— begin SOURCE RECORDS —

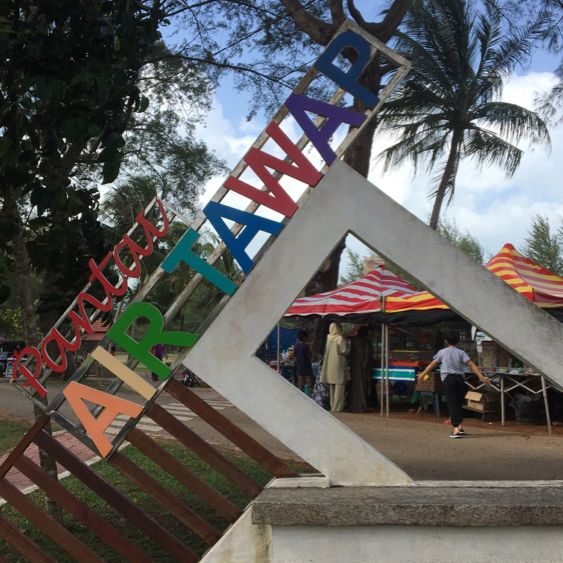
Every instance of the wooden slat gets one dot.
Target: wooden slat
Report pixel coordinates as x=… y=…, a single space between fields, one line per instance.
x=204 y=450
x=22 y=445
x=183 y=474
x=22 y=544
x=223 y=425
x=92 y=520
x=166 y=498
x=60 y=535
x=113 y=497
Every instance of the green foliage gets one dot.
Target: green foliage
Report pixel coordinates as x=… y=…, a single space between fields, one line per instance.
x=464 y=241
x=543 y=246
x=144 y=502
x=447 y=108
x=69 y=87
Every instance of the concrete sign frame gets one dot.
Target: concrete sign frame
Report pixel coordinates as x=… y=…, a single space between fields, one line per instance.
x=346 y=202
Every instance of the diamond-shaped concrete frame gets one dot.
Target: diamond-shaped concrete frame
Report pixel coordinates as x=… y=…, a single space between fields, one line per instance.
x=345 y=202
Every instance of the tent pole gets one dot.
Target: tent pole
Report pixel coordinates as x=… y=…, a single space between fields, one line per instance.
x=382 y=379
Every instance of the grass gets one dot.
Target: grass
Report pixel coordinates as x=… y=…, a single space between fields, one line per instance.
x=146 y=503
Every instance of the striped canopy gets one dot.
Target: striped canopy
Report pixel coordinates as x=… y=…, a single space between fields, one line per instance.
x=363 y=296
x=536 y=283
x=360 y=297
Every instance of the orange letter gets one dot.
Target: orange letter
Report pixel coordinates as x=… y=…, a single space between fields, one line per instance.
x=76 y=393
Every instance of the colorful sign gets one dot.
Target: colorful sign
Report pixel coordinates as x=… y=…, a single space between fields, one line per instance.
x=320 y=122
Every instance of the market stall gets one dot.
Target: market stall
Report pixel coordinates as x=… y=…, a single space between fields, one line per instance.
x=383 y=297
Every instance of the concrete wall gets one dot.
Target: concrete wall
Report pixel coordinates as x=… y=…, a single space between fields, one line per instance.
x=416 y=544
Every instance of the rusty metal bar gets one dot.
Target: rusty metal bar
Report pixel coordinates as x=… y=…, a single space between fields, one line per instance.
x=111 y=495
x=223 y=425
x=23 y=544
x=92 y=520
x=163 y=496
x=23 y=444
x=201 y=448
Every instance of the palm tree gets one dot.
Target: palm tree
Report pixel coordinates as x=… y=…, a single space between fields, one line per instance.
x=447 y=108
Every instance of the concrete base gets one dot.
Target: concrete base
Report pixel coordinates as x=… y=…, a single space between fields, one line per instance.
x=502 y=522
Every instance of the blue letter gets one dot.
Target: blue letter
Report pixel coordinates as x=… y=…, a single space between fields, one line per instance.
x=215 y=213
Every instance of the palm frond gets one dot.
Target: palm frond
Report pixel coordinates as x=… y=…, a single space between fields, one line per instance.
x=513 y=122
x=488 y=148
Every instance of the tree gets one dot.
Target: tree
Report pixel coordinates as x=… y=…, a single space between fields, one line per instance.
x=547 y=16
x=464 y=241
x=64 y=94
x=544 y=247
x=447 y=108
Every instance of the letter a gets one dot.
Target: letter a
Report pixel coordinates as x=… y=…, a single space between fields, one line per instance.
x=298 y=106
x=76 y=393
x=216 y=212
x=348 y=80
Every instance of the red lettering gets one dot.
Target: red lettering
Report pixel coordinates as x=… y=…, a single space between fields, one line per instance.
x=126 y=242
x=275 y=197
x=22 y=370
x=49 y=362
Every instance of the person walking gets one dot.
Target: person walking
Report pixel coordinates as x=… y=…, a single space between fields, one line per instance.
x=452 y=361
x=303 y=365
x=360 y=364
x=159 y=352
x=335 y=369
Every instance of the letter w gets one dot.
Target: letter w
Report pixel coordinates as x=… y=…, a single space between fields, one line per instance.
x=275 y=197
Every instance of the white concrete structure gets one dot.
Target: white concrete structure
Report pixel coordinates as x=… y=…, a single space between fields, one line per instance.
x=345 y=201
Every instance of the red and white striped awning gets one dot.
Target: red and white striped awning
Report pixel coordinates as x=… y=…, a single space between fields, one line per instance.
x=536 y=283
x=358 y=297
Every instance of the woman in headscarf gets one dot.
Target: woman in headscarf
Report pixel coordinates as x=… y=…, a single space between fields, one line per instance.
x=360 y=364
x=335 y=371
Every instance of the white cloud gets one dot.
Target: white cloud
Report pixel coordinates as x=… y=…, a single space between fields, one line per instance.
x=493 y=208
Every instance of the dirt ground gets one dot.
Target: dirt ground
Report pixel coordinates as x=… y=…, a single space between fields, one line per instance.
x=420 y=445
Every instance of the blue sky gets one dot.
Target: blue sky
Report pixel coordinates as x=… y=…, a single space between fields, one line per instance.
x=493 y=208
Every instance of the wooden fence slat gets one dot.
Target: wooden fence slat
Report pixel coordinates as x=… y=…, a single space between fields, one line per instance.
x=22 y=445
x=22 y=543
x=58 y=533
x=113 y=497
x=183 y=474
x=162 y=495
x=92 y=520
x=223 y=425
x=204 y=450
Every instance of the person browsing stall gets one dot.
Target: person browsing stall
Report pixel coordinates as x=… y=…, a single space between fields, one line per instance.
x=452 y=362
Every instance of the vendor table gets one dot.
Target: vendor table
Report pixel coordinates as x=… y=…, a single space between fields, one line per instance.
x=396 y=374
x=505 y=382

— end SOURCE RECORDS —

** EXERCISE INSTRUCTIONS **
Rewrite all of the material above, replacing every "gets one dot" with "receives a single dot" and changing nothing else. Leave the pictures out.

** TASK OUTPUT **
Every instance of the wooden slat receives a single dot.
Target: wooden slat
Report pixel coordinates as x=… y=…, a single space between fields, one line per instance.
x=204 y=450
x=22 y=445
x=183 y=474
x=22 y=544
x=223 y=425
x=92 y=520
x=166 y=498
x=60 y=535
x=113 y=497
Every instance of the green foliage receives a single dot.
Target: green foliage
Report pixel coordinates as x=… y=…, a single space between fields, one line per instance.
x=464 y=241
x=543 y=246
x=144 y=502
x=447 y=108
x=69 y=87
Every instance of the concrete sign frame receives a single dot.
Target: concrete sign frame
Report pixel coordinates as x=… y=…, a single space between fields, one line per instance.
x=346 y=202
Every instance of the diamond-shaped concrete frame receives a single dot.
Target: diamond-shaped concrete frame
Report pixel coordinates as x=… y=…, a single space between fields, one line per instance.
x=345 y=202
Every instance of the tent pole receives a single dot.
Target: tent pole
Report pixel coordinates as x=… y=…, a single space between fields, one line per instance.
x=382 y=379
Every instance of the grass receives a single dot.
Target: grass
Report pixel coordinates as x=… y=…, a single space between fields, one line per instance.
x=146 y=503
Every instance of the striped canopy receives a single dot.
Target: striped canopy
Report pixel coordinates as x=… y=…, a single space between fields, one line per instance.
x=363 y=296
x=536 y=283
x=360 y=297
Every instance of the orange letter receives a single dot.
Target: orange letter
Report pixel coordinates as x=… y=…, a single space between fields, one line per instance.
x=76 y=393
Every instance of the colorful sign receives a single dot.
Target: colorful sign
Report pixel coordinates as x=… y=…, a single space between fields, one line per instance.
x=320 y=122
Every instance of the market stall receives a single dot.
Target: market stall
Report pixel coordinates as x=… y=…, a single space between fields, one line per instance.
x=383 y=297
Every instance of the concrete wall receives a single dot.
Target: concrete wall
Report pixel coordinates as x=… y=…, a single space between fields, one line per instance.
x=416 y=544
Every instance of the rusty metal bar receives a single dot.
Target: rusty metal bar
Report pixel coordinates as x=… y=…, a single space between fields, one line per instance.
x=111 y=495
x=223 y=425
x=23 y=544
x=92 y=520
x=163 y=496
x=23 y=444
x=201 y=448
Every instance of the palm tree receives a single dot.
Target: palm tree
Report pixel coordinates as x=… y=…, a single space between fields, one line per instance.
x=447 y=108
Every instance of the concrete base receives a single dot.
Target: concrete base
Report pixel coordinates as x=… y=…, a single space between fields, one line per instance.
x=502 y=522
Every instance of the blue letter receives a single dot.
Target: blue letter
Report pixel coordinates as x=… y=…, a single space between fields, one line per instance.
x=215 y=213
Every instance of the palm frond receives a single dot.
Target: palm frond
Report pixel coordinates as x=… y=…, a single space between fields, one line per instance.
x=513 y=122
x=488 y=148
Every instance of the tree receives a single dot.
Target: tree
Report pixel coordinates as x=… y=…, a single space between fields, one line per instance.
x=547 y=16
x=464 y=241
x=64 y=94
x=544 y=247
x=447 y=108
Every instance of the letter a receives a single dot.
Target: letter a
Report pixel coordinates as x=… y=…, a single space between fields, one line per instance.
x=298 y=106
x=76 y=393
x=216 y=212
x=348 y=80
Every instance of the red lettering receives a single dot.
Target: red lettering
Report pixel coordinates as x=… y=…, a single space between fields, one line per instance.
x=126 y=242
x=275 y=197
x=22 y=370
x=49 y=362
Every instance of the person walking receives a single dot.
Target: person walking
Report pixel coordinates as x=… y=…, a single space between fields, one line per instance.
x=452 y=361
x=303 y=365
x=360 y=364
x=159 y=352
x=335 y=369
Every instance of the letter w receives a single dot.
Target: letter w
Report pixel coordinates as x=… y=…, a single space between fields, one line per instance.
x=275 y=197
Every instance of the white concrete structure receives a single dot.
Target: white concrete structure
Report pixel coordinates as x=… y=…, a single space between fields, one line per instance.
x=345 y=201
Every instance of the red and white striped awning receives a single dot.
Target: red and white striped awning
Report pixel coordinates as x=… y=…, a single space between fields, one line per instance.
x=536 y=283
x=358 y=297
Every instance of the woman in headscarf receives a single dot.
Target: woman in headscarf
Report pixel coordinates as x=… y=…, a single space between fields, one line per instance.
x=360 y=364
x=335 y=371
Every instance of the white cloud receives a single dot.
Target: white cloud
Report pixel coordinates as x=… y=…, a single space between fields, one line per instance.
x=493 y=208
Every instance of the dirt ground receives a single dot.
Target: dirt ground
Report pixel coordinates as x=… y=…, a single space between fields, one line per instance.
x=420 y=445
Every instance of the blue sky receives a single dot.
Target: blue sky
Report pixel coordinates as x=… y=…, a single space between fields, one line per instance.
x=493 y=208
Every instance of the wooden fence slat receives a single dot.
Target: wooden fence slat
Report pixel coordinates as x=… y=…, a single space between fields, one line per instance.
x=22 y=445
x=22 y=543
x=58 y=533
x=113 y=497
x=183 y=474
x=162 y=495
x=92 y=520
x=223 y=425
x=204 y=450
Every instance of the person browsing stall receives a single dot.
Target: person browsing stall
Report pixel coordinates as x=… y=…, a single space between fields, one line per instance.
x=452 y=362
Every instance of the vendor table receives a single dot.
Target: vendor table
Report pixel coordinates as x=… y=…, a single space between fields, one line per instance.
x=396 y=374
x=505 y=382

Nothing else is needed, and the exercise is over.